SUPPLIED PASSAGE
"""
The impact of the repository changes were monitored and measured using a variety of metrics, including search traffic data from Google Search Console [25], COUNTER compliant usage data from IRUS-UK [1], Google Analytics [26] tracking data and routine statistical data from Strathprints itself. The periods examined were the year up to end July 2016 (Year 1 – Y1), prior to the changes being implemented; and the years up to end July 2017 (Year 2 – Y2), after improvements were deployed, and end July 2018 (Year 3 – Y3), after the adjustments were implemented.

Note that COUNTER usage data [1] refers to the international COUNTER ‘Code of Practice’, which sets standards on how electronic content usage is calculated thereby allowing content publishers to provide consistent, credible usage data. This data can then be used to accurately understand real world usage and provide usage comparisons across multiple services or websites.

Traffic

Web traffic, as measured by Google Analytics (GA), grew by 150,408 in Y2 to 428,407, equivalent to a 54% improvement when compared to Y1. A 52% improvement in unique traffic was also observed during the same period (Figure 4(a)). An increase in traffic in Y3 was less than Y2 (6%) but was still in excess of Y2 (n = 454,318), meaning that the total percentage growth in traffic during the entire reporting period was 63% and 65% for traffic and unique traffic respectively.

As might be expected, Google was found to be the largest referral source, accounting for 55% of all traffic in Y3; but thereafter Google Scholar was found to be the most significant referral source, accounting for 25% of all web traffic in Y3 and growing by 99% during the entire reporting period. Traffic in Y2 grew by 48% (n = 83,045) and 34% (n = 111,563) in Y3. 77% of all this traffic in both Y2 and Y3 was unique. This is at variance with previously reported results emerging from a preliminary evaluation [3], in which GS traffic was found to have declined slightly as a proportion of total web traffic (by 3%). In fact, this present evaluation, using a more comprehensive dataset, found the percentage of total traffic to Strathprints from GS to have increased by 5%, with almost all of these gains achieved during Y3. Thus, the percentage traffic gains achieved from GS during the reporting period (99%) grew even quicker than the broader gains achieved from other web traffic sources (63%). This can be observed data charted in Figure 4(b). Repositories serving more content enjoy deeper indexing by Google Scholar (GS) [10] and, combined with the other improvements and adjustments, may be a possible explanation for the GS improvements.

Figure 4(a). Volume of referral traffic (views and unique views) as calculated by Google Analytics (GA) in Y1, Y2 & Y3.

Figure 4(a). Volume of referral traffic (views and unique views) as calculated by Google Analytics (GA) in Y1, Y2 & Y3.
"""
REQUIREMENTS
(1) In the repository traffic passage, what percentage of all web traffic in Y3 came from Google Scholar?
(2) Please copy the repository traffic passage word for word, from "Note that COUNTER" to "services or websites.".

INFORMATION SHOWN
"""
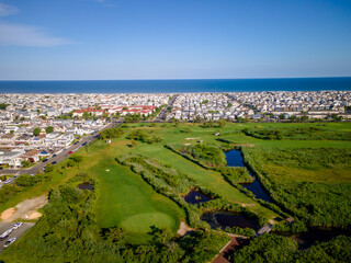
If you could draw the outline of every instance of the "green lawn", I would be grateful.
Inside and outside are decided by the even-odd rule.
[[[126,241],[132,243],[149,240],[147,232],[154,225],[169,227],[176,233],[184,218],[183,210],[174,202],[157,194],[140,175],[118,164],[114,160],[115,148],[118,145],[89,153],[84,162],[93,165],[82,169],[99,181],[94,207],[98,226],[125,228]]]

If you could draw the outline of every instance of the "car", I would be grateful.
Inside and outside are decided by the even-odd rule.
[[[22,225],[23,225],[23,222],[16,222],[13,225],[12,228],[13,228],[13,230],[15,230],[15,229],[20,228]]]
[[[0,235],[0,240],[7,239],[12,231],[13,231],[13,228],[5,230],[3,233]]]
[[[12,244],[15,241],[15,238],[10,238],[3,245],[3,248],[7,248],[8,245]]]

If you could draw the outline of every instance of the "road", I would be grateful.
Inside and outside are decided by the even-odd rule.
[[[168,107],[173,107],[173,104],[177,100],[178,94],[173,95],[172,99],[168,102],[167,106],[165,106],[160,113],[154,118],[154,123],[162,123],[167,116]]]
[[[13,225],[14,222],[0,222],[0,235],[3,233],[5,230],[10,229]],[[35,222],[23,222],[23,225],[20,228],[13,230],[7,239],[0,240],[0,253],[2,250],[5,249],[3,248],[3,244],[7,242],[9,238],[16,238],[16,242],[19,238],[21,238],[26,230],[34,227],[34,225]]]
[[[106,125],[105,127],[103,127],[102,129],[100,129],[99,132],[102,132],[104,129],[107,128],[113,128],[116,127],[118,125],[121,125],[123,123],[123,119],[113,122],[109,125]],[[39,162],[37,163],[35,167],[32,167],[30,169],[7,169],[7,170],[0,170],[0,175],[2,174],[16,174],[16,175],[22,175],[22,174],[36,174],[38,172],[43,171],[43,168],[47,164],[47,163],[52,163],[53,161],[56,162],[60,162],[63,160],[65,160],[67,157],[69,157],[70,155],[68,153],[69,151],[76,151],[78,150],[80,147],[82,147],[82,145],[84,142],[89,142],[92,141],[93,139],[98,138],[100,135],[99,133],[94,133],[92,135],[89,135],[87,137],[83,137],[81,140],[79,140],[78,144],[70,146],[69,148],[67,148],[66,150],[63,150],[61,152],[57,153],[55,157],[52,158],[47,158],[46,162]]]

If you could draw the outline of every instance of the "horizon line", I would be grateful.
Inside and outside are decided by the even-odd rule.
[[[335,76],[335,77],[263,77],[263,78],[185,78],[185,79],[36,79],[36,80],[0,80],[3,81],[162,81],[162,80],[264,80],[264,79],[342,79],[342,78],[351,78],[351,76]]]

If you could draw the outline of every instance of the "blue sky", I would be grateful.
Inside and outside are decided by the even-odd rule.
[[[0,0],[0,80],[346,76],[350,0]]]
"""
IN RESPONSE
(1) 25% of all web traffic in Y3.

(2)
Note that COUNTER usage data [1] refers to the international COUNTER ‘Code of Practice’, which sets standards on how electronic content usage is calculated thereby allowing content publishers to provide consistent, credible usage data. This data can then be used to accurately understand real world usage and provide usage comparisons across multiple services or websites.